## Problem statement
Repeat the entries below in full, with every character unchanged.

## Material provided
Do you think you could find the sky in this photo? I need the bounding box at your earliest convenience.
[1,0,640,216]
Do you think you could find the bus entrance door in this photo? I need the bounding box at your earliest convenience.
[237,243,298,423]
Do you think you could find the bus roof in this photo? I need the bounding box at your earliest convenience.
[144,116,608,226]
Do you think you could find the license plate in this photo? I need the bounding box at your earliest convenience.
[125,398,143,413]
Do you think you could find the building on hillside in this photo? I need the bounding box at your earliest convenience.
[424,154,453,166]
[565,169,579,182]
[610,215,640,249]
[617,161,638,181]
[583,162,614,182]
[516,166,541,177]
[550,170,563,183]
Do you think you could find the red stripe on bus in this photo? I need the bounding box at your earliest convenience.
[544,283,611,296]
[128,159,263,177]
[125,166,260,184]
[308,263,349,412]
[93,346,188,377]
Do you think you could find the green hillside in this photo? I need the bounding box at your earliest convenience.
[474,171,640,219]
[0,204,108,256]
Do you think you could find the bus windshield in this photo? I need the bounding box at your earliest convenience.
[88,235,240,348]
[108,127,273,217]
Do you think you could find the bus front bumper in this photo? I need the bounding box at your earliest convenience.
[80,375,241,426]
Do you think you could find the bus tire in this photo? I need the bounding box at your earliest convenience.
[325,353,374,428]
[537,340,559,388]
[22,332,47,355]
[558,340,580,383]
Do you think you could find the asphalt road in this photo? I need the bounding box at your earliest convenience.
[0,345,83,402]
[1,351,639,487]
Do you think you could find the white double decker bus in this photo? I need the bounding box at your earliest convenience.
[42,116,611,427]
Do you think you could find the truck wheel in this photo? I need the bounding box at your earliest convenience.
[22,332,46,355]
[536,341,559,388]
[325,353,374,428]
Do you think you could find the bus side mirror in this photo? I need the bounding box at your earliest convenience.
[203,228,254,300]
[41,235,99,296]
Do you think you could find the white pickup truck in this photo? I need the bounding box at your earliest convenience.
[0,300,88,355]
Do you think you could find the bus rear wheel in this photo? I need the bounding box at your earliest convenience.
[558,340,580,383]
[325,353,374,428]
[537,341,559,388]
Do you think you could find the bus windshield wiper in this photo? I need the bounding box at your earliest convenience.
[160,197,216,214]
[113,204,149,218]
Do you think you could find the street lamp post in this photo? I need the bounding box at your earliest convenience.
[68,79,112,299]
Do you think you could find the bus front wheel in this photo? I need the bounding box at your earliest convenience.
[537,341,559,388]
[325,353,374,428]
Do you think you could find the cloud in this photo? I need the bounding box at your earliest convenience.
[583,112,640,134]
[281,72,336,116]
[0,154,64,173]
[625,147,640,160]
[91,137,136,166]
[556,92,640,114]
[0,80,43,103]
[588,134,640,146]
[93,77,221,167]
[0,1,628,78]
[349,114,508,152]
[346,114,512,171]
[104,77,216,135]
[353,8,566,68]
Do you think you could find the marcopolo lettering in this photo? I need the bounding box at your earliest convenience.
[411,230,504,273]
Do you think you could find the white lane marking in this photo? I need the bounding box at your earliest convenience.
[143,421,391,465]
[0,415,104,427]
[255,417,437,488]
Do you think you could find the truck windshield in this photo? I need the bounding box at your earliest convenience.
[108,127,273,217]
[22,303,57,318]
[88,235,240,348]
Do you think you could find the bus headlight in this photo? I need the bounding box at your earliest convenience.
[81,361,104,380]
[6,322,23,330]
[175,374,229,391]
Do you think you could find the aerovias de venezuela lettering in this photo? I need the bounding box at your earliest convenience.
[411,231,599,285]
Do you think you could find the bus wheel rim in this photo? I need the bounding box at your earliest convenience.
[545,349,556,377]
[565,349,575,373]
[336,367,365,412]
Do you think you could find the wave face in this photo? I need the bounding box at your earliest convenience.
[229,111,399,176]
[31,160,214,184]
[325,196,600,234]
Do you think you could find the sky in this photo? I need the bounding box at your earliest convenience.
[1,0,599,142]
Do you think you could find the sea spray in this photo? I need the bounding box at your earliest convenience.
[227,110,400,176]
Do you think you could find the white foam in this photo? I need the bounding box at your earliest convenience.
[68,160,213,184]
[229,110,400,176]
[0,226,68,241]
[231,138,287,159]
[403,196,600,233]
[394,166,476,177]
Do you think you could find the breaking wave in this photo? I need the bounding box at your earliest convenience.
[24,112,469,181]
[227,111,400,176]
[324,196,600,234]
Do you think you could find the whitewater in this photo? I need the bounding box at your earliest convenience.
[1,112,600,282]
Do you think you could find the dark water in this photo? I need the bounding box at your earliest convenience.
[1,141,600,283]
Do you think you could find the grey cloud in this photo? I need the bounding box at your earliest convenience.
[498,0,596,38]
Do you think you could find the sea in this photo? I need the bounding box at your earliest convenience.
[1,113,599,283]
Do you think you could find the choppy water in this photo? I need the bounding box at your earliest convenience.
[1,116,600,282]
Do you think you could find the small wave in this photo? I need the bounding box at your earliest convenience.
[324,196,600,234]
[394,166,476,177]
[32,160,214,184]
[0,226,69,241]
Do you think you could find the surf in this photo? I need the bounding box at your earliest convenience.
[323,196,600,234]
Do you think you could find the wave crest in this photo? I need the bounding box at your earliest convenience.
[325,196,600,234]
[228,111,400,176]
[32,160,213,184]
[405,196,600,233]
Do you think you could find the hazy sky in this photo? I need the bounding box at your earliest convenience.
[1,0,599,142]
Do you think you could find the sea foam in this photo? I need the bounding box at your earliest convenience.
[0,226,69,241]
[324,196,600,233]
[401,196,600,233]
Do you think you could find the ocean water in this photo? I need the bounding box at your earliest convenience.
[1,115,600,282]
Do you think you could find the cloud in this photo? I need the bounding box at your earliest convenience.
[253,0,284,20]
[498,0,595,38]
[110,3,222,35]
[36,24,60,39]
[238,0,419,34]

## Solution to this exercise
Do you think you could find the sky in this photo? I need the bounding box at your earliest convenience.
[1,0,640,216]
Do you think you could find the bus entrance door in this photo? I need the bounding box at your earliest convenience.
[237,243,298,423]
Do you think you could find the bus roof in this photo? I need the bounding box at your earliest convenience.
[144,116,608,226]
Do you think you could find the license plate in this photo? I need the bounding box at your earliest convenience.
[125,398,143,413]
Do you think you could find the building on hillside in this photo? I need the bounding box at your earliest convenience.
[424,154,453,166]
[565,169,579,182]
[610,215,640,249]
[617,161,638,181]
[583,162,614,182]
[516,166,541,177]
[550,170,563,183]
Do you think you could find the red stripe on bus in this photo? I need the bounding box at your earliest convenience.
[544,283,611,296]
[128,159,263,177]
[125,166,260,184]
[308,263,349,412]
[93,346,188,377]
Do you think you could find the green hillside in this photo? I need the bounding box at your earliest convenience.
[474,171,640,219]
[0,204,108,256]
Do you think you could find the bus windshield in this photo? I need the bounding box at your earliest convenience.
[88,235,240,348]
[108,127,273,217]
Do you think you could find the bus front bumper in this photo? I need the bounding box at your earliest convenience.
[80,375,241,426]
Do you think you could find the bus tire in this photo? I need the bounding box at your earliest convenience.
[325,353,374,428]
[537,340,559,388]
[22,332,47,355]
[558,340,580,383]
Do you think you could find the asphalt road in this photo? I need the bounding box at your earliest convenience.
[0,345,83,402]
[1,351,639,487]
Do you think you could find the white double decker bus in this photo? I need the bounding box at your earliest convenience.
[42,116,611,427]
Do you think you could find the truck wheel in this photo? I need the bounding box at your earliest convenience.
[22,332,46,355]
[536,341,559,388]
[325,353,374,428]
Do you think you could find the bus side mirror in this photo? I need the bounding box at your earliest convenience.
[203,228,254,300]
[41,235,99,296]
Do you think you could find the white pickup truck in this photo? I need the bounding box at your earliest convenience.
[0,300,88,355]
Do you think you could find the bus rear wheel in this photo? I need the bounding box at your earliest convenience.
[558,340,580,383]
[325,353,374,428]
[537,341,559,388]
Do you think you could find the bus windshield wiper in this photo? I need the bounding box at your earliest convenience.
[160,197,216,214]
[113,204,149,218]
Do you think you could find the street lamp post in this photo? I need the bounding box at your earliest convenience.
[68,79,112,299]
Do you think you could find the bus front wheel in this photo? I need the bounding box at your earliest convenience.
[537,341,559,388]
[325,353,374,428]
Do you think you could find the cloud in this photo? I need the bounding box at your earliest convenience.
[583,112,640,134]
[281,72,336,116]
[0,154,64,173]
[625,147,640,160]
[91,137,136,166]
[556,92,640,114]
[0,80,43,103]
[588,134,640,146]
[93,77,221,167]
[0,1,628,78]
[349,114,508,152]
[346,114,512,171]
[104,77,216,135]
[353,8,566,68]
Do you think you could find the marcopolo lettering in this photo? I need the bounding box at your earliest convenience.
[411,230,504,273]
Do you think you could find the white lane marking in this photo? I need the bounding box at your earliest convenience.
[143,421,391,465]
[0,415,104,427]
[255,417,437,488]
Do you think you could find the truck windshield in this photo? I need the bounding box at your earliest convenience.
[108,127,273,217]
[22,303,57,318]
[88,235,240,348]
Do you think you could find the bus headlight in this photo? I need the bounding box at your earliest convenience.
[81,361,104,380]
[6,322,23,330]
[175,374,229,391]
Do you think you could find the aerovias de venezuela lettering in this photo? I need the bounding box at your earliest convenience.
[411,231,599,285]
Do you think you could find the bus wheel rim in this photo? I need the bounding box at your earliest convenience.
[545,349,556,377]
[565,349,575,373]
[336,367,365,412]
Do you think you could find the wave face in this photo? I need the bounding box at your earliest convenience.
[229,111,399,176]
[31,160,214,184]
[325,196,600,234]
Do you think you could find the sky in this photo? I need the bounding box at your earliest convenience.
[1,0,599,142]
Do you think you could find the sea spray in this photo? I need the bounding box at your earliest convenience.
[227,110,400,176]
Do you think you could find the white foam in this photo? I need the bounding box at your earliest convenience.
[68,160,213,184]
[229,110,400,176]
[0,226,68,241]
[231,138,287,159]
[403,196,600,233]
[394,166,476,177]
Do you think you could find the breaking wave in this photo? I need the bounding box at your earliest convenience.
[24,112,469,181]
[227,111,400,176]
[324,196,600,234]
Do you think you could find the whitewater in this photo? I need the bounding box at your earliest convenience.
[1,112,600,282]
Do you think you could find the dark water in this photo? I need the bounding box at your earliest convenience.
[1,141,600,283]
Do you think you could find the grey cloud in this photo? I need the bounding box at your earliest convenience.
[498,0,596,38]
Do you think you could find the sea in this photo? I need the bounding box at your earliest convenience.
[1,113,599,283]
Do you think you could find the choppy water in this photo? I need the bounding box at your earliest convenience.
[1,116,600,282]
Do you think you could find the small wave in this photo? I need the bounding box at your earliest convenience.
[324,196,600,234]
[394,166,476,177]
[32,160,214,184]
[0,226,69,241]
Do you think you could find the surf in this photo? I need the bounding box at your earliest convenience.
[323,196,600,234]
Do you think you could find the wave crest in this photo? I need the bounding box at your earliest convenience.
[325,196,600,234]
[228,111,400,176]
[32,160,213,184]
[405,196,600,233]
Do you think you could find the hazy sky in this photo? I need the bounding box at your earliest convenience.
[1,0,599,142]
Do you think you could find the sea foam in this photo? I need the bounding box at your earliest convenience.
[0,226,69,241]
[324,196,600,233]
[401,196,600,233]
Do you think you could find the ocean water in this photo? I need the bounding box at your earliest convenience.
[1,115,600,282]
Do you think you could find the cloud in this photo? I need the bounding box at your earliest convenience.
[253,0,284,20]
[498,0,595,38]
[110,3,222,35]
[36,24,60,39]
[238,0,419,34]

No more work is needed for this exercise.